• _BRIEF_: Here is a listing. Write it out again without a single difference.

• _GIVEN RECORDS_:
_ _ _ _ _
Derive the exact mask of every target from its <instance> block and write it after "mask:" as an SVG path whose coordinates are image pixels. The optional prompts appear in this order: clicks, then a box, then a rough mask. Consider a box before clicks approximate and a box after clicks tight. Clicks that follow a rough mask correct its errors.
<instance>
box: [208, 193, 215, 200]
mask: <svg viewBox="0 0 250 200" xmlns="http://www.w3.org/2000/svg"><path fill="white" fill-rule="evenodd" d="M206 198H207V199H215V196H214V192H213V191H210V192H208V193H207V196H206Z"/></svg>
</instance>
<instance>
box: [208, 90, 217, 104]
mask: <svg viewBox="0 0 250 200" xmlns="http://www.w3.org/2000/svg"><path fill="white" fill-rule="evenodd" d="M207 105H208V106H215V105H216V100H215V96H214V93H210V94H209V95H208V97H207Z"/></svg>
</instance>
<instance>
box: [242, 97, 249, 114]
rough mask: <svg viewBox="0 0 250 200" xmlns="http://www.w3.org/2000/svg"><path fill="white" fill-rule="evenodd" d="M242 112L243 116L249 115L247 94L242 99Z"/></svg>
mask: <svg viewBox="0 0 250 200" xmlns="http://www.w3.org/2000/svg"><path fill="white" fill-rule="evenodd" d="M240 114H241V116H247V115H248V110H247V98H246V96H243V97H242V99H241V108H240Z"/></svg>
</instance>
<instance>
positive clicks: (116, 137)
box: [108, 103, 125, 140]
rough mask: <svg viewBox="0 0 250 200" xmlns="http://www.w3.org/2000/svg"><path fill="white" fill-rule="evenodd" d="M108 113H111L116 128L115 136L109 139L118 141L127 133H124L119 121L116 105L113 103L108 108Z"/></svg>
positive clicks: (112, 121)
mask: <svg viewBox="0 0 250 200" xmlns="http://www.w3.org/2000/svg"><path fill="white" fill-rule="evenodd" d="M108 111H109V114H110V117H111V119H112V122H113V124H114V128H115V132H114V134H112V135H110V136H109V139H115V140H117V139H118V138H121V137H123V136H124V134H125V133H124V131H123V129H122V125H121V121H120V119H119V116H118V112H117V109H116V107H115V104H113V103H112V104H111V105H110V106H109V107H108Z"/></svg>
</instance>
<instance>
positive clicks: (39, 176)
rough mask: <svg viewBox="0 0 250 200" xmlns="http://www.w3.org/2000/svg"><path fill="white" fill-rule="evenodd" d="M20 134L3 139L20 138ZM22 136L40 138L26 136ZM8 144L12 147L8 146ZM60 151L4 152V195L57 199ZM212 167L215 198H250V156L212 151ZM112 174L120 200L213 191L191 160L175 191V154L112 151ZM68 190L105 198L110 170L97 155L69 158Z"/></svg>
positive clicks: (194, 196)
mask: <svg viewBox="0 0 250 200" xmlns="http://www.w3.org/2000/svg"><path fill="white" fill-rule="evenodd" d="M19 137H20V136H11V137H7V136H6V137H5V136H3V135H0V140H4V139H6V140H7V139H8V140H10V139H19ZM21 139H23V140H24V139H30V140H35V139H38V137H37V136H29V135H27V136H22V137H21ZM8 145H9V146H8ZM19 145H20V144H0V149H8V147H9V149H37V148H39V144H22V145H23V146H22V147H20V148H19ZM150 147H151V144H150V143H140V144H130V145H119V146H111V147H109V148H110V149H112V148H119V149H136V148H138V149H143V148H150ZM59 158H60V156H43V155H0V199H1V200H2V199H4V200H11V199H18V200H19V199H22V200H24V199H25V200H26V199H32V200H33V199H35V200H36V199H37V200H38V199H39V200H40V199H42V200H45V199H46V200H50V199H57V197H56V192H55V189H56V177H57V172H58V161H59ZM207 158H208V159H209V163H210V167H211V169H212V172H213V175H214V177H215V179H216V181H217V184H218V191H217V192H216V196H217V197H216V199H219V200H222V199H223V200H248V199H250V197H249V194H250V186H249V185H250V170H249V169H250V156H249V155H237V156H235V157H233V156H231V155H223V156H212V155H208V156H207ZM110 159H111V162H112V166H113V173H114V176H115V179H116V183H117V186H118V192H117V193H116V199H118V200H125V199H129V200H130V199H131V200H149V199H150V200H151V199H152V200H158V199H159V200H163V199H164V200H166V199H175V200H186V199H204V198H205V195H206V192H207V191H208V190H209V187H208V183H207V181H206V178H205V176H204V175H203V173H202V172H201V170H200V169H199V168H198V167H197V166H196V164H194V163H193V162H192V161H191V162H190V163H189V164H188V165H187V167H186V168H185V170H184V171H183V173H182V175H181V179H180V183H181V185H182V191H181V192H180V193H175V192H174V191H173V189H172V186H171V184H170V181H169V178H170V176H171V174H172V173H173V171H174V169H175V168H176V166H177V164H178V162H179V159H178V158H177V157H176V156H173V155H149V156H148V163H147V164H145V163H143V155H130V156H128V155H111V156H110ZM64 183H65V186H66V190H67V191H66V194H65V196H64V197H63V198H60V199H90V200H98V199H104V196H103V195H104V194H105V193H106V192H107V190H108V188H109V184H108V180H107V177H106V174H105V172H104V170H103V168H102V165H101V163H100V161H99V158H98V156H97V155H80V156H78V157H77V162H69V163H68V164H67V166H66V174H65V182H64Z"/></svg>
_ _ _ _ _
• _THE ANSWER_:
Derive the exact mask of every target from its <instance> block and write it after "mask:" as an SVG path whose coordinates are image pixels. The optional prompts appear in this order: clicks, then a box, then a rough mask. Consider a box before clicks approximate and a box after clicks tight. Clicks that follow a rough mask correct its errors.
<instance>
box: [208, 193, 215, 200]
mask: <svg viewBox="0 0 250 200" xmlns="http://www.w3.org/2000/svg"><path fill="white" fill-rule="evenodd" d="M206 198H207V199H215V196H214V192H213V191H210V192H208V193H207V196H206Z"/></svg>
</instance>
<instance>
box: [208, 90, 217, 104]
mask: <svg viewBox="0 0 250 200" xmlns="http://www.w3.org/2000/svg"><path fill="white" fill-rule="evenodd" d="M207 105H208V106H215V105H216V100H215V96H214V93H210V94H209V95H208V97H207Z"/></svg>
</instance>
<instance>
box: [242, 97, 249, 114]
rough mask: <svg viewBox="0 0 250 200" xmlns="http://www.w3.org/2000/svg"><path fill="white" fill-rule="evenodd" d="M242 112L243 116L249 115L247 94L242 99Z"/></svg>
mask: <svg viewBox="0 0 250 200" xmlns="http://www.w3.org/2000/svg"><path fill="white" fill-rule="evenodd" d="M240 114H241V116H247V115H248V110H247V98H246V96H243V97H242V99H241V108H240Z"/></svg>
</instance>
<instance>
positive clicks: (116, 137)
box: [108, 103, 125, 140]
rough mask: <svg viewBox="0 0 250 200" xmlns="http://www.w3.org/2000/svg"><path fill="white" fill-rule="evenodd" d="M108 113H111L116 128L115 136L109 139L118 141L127 133H124L119 121L116 105L113 103L108 108Z"/></svg>
positive clicks: (112, 121)
mask: <svg viewBox="0 0 250 200" xmlns="http://www.w3.org/2000/svg"><path fill="white" fill-rule="evenodd" d="M108 111H109V114H110V117H111V119H112V122H113V124H114V128H115V132H114V134H112V135H110V136H109V139H115V140H117V139H118V138H121V137H123V136H124V134H125V133H124V131H123V129H122V125H121V121H120V119H119V116H118V112H117V109H116V107H115V104H113V103H112V104H111V105H110V106H109V107H108Z"/></svg>
</instance>
<instance>
positive clicks: (39, 176)
rough mask: <svg viewBox="0 0 250 200" xmlns="http://www.w3.org/2000/svg"><path fill="white" fill-rule="evenodd" d="M20 134L3 139L20 138ZM22 136L40 138L26 136ZM8 144L12 147L8 146ZM60 151L4 152V195L57 199ZM212 167L215 198H250V156L212 151ZM112 174L120 200L213 191L191 160L175 191V154L112 151ZM68 190L105 198L110 170L97 155L69 158Z"/></svg>
positive clicks: (194, 196)
mask: <svg viewBox="0 0 250 200" xmlns="http://www.w3.org/2000/svg"><path fill="white" fill-rule="evenodd" d="M19 137H20V136H11V137H7V136H6V137H5V136H3V135H0V140H4V139H6V140H7V139H8V140H10V139H19ZM21 139H23V140H24V139H30V140H35V139H38V137H37V136H29V135H27V136H22V137H21ZM8 145H9V146H8ZM19 145H20V144H0V149H8V147H9V149H37V148H39V144H22V145H23V146H22V147H20V148H19ZM150 147H151V144H150V143H140V144H130V145H119V146H111V147H109V148H110V149H112V148H119V149H136V148H138V149H143V148H150ZM59 158H60V156H43V155H0V199H1V200H2V199H4V200H11V199H18V200H19V199H22V200H24V199H25V200H26V199H32V200H33V199H35V200H36V199H37V200H38V199H39V200H40V199H42V200H45V199H46V200H50V199H57V197H56V192H55V189H56V177H57V172H58V161H59ZM207 158H208V159H209V163H210V167H211V169H212V172H213V175H214V177H215V179H216V181H217V184H218V191H217V192H216V196H217V197H216V199H219V200H222V199H223V200H248V199H250V197H249V194H250V186H249V185H250V170H249V169H250V156H249V155H237V156H235V157H233V156H231V155H223V156H212V155H208V156H207ZM110 159H111V162H112V166H113V173H114V176H115V179H116V183H117V186H118V192H117V193H116V199H118V200H125V199H129V200H130V199H131V200H149V199H150V200H151V199H152V200H158V199H159V200H163V199H164V200H166V199H175V200H186V199H204V198H205V195H206V192H207V191H208V190H209V187H208V183H207V181H206V178H205V176H204V175H203V173H202V172H201V170H200V169H199V168H198V167H197V166H196V164H194V163H193V162H192V161H191V162H190V163H189V164H188V165H187V167H186V168H185V170H184V171H183V173H182V175H181V179H180V183H181V185H182V191H181V192H180V193H175V192H174V191H173V189H172V186H171V184H170V181H169V178H170V176H171V174H172V173H173V171H174V169H175V168H176V166H177V164H178V162H179V159H178V158H177V157H176V156H173V155H149V156H148V163H147V164H145V163H143V155H130V156H128V155H111V156H110ZM64 183H65V186H66V190H67V191H66V194H65V196H64V197H63V198H60V199H90V200H98V199H104V196H103V195H104V194H105V193H106V192H107V190H108V188H109V184H108V180H107V177H106V174H105V172H104V170H103V168H102V165H101V163H100V161H99V158H98V156H97V155H80V156H78V157H77V162H69V163H68V164H67V166H66V174H65V182H64Z"/></svg>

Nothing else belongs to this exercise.